Search the entries below for "wall". Report each line where it occurs.

RECORDS SHOWN:
^^^^^^^^^^^^^^^^

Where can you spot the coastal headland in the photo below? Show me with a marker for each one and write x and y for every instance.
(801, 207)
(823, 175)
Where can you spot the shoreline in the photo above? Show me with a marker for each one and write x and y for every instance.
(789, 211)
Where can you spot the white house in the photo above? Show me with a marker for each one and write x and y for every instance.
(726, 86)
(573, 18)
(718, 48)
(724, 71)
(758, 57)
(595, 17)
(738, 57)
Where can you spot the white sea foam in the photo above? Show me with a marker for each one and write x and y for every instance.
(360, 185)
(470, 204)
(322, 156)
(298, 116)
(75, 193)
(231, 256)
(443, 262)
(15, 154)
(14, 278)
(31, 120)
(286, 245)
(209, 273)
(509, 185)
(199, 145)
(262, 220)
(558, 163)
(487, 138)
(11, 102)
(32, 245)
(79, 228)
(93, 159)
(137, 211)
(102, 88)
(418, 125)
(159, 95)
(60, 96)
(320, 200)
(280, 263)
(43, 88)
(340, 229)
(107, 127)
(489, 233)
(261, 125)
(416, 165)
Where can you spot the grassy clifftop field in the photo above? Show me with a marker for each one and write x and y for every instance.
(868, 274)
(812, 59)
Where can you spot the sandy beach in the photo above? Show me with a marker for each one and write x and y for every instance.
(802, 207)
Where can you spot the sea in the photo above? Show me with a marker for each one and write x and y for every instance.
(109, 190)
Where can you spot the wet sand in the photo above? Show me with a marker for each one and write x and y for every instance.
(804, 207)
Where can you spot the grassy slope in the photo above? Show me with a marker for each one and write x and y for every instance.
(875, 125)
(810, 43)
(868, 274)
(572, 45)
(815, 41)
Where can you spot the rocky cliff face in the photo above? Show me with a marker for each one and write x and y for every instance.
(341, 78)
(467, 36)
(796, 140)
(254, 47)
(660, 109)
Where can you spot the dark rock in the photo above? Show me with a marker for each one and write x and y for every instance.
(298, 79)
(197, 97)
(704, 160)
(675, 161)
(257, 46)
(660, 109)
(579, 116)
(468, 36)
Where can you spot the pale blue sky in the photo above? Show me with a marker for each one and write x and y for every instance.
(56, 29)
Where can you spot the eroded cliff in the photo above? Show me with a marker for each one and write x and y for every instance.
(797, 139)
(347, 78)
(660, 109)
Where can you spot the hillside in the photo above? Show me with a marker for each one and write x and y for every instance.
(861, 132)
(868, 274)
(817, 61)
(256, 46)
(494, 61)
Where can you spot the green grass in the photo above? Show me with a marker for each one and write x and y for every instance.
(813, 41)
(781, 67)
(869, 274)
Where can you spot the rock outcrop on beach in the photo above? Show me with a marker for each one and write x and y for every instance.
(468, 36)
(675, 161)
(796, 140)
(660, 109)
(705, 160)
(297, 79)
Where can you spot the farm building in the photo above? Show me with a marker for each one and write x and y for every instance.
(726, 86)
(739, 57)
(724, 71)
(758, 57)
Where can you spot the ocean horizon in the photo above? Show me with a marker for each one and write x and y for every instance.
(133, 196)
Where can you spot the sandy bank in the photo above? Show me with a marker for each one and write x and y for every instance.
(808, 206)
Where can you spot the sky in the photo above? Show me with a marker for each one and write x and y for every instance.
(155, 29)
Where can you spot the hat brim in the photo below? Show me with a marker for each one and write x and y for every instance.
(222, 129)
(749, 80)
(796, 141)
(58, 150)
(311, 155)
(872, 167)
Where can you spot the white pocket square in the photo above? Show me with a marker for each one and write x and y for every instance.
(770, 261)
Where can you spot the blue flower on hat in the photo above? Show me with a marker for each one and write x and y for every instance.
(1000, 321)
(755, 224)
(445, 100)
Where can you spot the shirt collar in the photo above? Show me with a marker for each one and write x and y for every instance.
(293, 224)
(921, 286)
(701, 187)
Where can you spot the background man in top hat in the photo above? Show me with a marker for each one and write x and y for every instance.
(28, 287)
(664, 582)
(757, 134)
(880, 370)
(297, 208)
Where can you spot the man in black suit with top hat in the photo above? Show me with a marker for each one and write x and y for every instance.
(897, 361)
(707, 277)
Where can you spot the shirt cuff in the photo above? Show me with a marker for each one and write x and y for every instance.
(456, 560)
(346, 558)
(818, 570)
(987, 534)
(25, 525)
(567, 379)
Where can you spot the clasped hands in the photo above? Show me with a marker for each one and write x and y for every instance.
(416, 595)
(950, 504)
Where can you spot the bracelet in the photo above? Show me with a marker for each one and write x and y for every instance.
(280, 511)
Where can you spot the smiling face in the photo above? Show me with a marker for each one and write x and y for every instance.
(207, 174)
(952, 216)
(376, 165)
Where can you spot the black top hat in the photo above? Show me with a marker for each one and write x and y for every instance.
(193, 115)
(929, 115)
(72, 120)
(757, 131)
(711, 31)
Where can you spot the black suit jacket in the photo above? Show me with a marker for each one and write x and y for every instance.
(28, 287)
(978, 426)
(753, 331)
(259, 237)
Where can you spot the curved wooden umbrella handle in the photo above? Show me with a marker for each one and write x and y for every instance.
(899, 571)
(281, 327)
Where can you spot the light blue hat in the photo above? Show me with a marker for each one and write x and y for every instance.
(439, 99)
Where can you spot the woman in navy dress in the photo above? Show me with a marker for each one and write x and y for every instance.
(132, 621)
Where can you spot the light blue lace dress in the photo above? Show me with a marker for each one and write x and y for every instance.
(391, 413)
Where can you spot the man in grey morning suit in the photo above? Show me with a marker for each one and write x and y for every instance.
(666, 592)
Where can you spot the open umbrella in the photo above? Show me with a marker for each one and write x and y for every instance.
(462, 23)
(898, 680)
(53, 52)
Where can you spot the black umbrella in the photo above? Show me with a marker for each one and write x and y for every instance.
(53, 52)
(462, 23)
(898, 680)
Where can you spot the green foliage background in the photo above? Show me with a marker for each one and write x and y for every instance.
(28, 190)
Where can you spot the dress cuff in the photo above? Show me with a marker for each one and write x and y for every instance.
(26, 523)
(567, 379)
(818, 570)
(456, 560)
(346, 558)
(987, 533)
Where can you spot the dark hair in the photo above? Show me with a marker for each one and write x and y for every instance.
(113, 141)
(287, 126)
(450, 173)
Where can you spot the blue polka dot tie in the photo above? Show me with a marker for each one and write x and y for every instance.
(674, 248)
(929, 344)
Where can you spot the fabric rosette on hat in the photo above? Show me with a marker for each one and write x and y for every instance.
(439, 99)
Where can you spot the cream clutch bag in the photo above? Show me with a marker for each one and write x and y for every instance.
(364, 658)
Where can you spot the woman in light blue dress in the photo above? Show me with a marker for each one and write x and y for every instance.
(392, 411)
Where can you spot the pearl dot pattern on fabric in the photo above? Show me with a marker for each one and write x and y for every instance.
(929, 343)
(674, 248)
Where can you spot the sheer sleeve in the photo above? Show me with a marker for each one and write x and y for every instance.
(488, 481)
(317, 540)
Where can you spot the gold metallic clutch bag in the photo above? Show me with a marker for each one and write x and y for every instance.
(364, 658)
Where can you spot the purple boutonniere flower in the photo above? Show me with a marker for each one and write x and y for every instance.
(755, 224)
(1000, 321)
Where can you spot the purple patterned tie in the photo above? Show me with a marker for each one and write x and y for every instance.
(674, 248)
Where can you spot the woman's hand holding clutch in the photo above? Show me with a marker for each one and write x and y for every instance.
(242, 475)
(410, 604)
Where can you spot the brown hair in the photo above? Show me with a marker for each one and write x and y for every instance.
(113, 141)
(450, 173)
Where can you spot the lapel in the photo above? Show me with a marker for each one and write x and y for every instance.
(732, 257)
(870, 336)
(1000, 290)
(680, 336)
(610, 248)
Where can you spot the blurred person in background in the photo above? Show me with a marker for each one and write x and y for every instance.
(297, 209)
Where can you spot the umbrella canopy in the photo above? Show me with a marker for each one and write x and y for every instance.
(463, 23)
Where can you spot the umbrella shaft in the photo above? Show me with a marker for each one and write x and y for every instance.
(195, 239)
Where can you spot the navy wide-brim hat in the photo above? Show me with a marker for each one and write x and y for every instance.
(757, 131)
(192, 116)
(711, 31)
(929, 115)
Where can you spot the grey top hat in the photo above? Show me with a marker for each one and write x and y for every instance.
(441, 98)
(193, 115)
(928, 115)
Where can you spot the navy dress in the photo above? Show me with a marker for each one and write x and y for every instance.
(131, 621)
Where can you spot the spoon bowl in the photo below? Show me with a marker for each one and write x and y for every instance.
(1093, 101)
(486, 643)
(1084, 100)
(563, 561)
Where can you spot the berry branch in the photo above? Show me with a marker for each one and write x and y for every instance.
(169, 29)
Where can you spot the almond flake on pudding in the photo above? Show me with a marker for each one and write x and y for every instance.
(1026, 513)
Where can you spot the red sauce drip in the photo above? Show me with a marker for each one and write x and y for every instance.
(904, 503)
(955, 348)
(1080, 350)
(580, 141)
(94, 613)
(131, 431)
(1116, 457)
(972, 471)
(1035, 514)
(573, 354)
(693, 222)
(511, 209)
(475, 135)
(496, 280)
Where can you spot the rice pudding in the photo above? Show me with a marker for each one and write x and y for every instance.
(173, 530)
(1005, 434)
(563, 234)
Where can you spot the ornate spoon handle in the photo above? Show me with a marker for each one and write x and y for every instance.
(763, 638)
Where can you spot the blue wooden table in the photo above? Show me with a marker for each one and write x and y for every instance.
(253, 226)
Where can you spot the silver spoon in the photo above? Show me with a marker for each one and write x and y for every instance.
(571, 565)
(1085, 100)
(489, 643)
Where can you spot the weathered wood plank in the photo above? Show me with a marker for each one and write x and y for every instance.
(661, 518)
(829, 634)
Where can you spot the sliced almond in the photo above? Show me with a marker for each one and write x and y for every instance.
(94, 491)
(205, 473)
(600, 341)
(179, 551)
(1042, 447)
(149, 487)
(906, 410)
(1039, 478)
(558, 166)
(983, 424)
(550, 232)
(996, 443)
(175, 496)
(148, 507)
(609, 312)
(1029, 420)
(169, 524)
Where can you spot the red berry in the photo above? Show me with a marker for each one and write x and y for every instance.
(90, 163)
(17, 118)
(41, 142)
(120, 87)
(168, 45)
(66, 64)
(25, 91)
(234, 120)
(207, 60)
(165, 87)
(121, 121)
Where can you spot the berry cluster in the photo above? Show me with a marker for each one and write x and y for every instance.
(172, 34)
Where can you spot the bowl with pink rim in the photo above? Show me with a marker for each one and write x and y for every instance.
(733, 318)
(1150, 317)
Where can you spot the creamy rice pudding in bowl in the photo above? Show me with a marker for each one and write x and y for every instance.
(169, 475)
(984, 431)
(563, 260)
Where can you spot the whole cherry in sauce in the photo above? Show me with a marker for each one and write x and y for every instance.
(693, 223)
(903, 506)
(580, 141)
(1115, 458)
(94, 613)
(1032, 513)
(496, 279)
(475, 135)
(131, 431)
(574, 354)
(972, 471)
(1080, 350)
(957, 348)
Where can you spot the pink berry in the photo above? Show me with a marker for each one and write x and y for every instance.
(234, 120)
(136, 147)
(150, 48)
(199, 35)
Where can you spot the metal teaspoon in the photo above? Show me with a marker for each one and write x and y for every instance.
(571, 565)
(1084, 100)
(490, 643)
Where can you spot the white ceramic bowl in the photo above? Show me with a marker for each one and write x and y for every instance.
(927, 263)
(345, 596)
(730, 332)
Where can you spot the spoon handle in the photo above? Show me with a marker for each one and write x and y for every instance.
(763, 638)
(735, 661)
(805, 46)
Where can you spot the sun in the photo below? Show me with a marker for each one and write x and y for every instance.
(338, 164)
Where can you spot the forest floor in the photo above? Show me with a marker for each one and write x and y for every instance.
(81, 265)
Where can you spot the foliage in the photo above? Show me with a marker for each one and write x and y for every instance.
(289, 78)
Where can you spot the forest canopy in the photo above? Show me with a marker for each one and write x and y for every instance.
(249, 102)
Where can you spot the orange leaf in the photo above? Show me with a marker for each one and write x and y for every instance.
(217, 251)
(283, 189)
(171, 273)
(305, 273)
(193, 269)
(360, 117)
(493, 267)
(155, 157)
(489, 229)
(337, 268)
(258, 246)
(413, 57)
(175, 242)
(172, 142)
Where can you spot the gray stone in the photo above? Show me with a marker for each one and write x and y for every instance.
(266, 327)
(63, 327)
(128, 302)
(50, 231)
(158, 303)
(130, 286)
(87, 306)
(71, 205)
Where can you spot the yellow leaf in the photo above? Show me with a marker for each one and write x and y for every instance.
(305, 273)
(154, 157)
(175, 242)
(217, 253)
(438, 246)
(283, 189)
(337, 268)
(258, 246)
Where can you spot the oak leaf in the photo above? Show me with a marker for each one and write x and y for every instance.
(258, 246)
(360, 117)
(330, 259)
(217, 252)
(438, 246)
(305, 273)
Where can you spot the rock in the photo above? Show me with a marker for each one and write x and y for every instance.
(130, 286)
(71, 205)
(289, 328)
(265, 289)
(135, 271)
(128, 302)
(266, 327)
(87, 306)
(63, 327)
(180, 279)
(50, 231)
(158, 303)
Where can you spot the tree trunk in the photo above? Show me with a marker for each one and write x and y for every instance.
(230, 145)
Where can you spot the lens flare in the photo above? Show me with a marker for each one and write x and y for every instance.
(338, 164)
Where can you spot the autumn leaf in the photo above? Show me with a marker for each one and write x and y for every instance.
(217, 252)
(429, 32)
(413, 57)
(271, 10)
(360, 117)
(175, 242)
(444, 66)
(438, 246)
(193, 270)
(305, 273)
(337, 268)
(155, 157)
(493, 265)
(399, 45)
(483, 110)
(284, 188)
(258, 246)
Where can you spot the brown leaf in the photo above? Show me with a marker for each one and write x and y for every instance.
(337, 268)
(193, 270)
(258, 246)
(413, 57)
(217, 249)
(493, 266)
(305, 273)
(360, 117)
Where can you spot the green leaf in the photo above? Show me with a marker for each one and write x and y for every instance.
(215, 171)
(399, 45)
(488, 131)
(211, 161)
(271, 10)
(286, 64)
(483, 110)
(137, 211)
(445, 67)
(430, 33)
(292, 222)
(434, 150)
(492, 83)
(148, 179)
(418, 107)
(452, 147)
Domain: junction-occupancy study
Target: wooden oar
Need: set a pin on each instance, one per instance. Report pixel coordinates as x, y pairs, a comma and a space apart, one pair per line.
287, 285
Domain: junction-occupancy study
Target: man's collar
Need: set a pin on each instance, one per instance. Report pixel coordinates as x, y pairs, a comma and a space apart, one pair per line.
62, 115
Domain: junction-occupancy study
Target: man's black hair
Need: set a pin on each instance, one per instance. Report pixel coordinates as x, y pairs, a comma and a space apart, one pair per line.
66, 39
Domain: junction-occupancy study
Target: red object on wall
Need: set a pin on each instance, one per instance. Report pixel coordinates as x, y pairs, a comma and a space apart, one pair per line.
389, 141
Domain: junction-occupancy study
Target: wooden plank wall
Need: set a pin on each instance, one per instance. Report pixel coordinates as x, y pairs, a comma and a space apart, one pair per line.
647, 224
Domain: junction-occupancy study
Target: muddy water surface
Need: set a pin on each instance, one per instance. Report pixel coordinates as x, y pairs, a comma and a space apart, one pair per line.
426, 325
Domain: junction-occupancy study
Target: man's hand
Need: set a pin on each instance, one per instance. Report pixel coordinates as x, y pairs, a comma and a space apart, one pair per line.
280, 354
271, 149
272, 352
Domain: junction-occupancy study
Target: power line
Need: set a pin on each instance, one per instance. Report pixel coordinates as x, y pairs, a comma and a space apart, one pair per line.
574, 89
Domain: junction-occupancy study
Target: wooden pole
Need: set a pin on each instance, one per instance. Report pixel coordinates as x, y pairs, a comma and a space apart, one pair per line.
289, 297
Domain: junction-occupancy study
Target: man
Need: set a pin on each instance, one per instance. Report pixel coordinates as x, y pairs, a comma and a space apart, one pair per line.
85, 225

^^^^^^^^^^^^^^^^

RESPONSE TO THE EXERCISE:
Target: red object on wall
Target: wooden plank wall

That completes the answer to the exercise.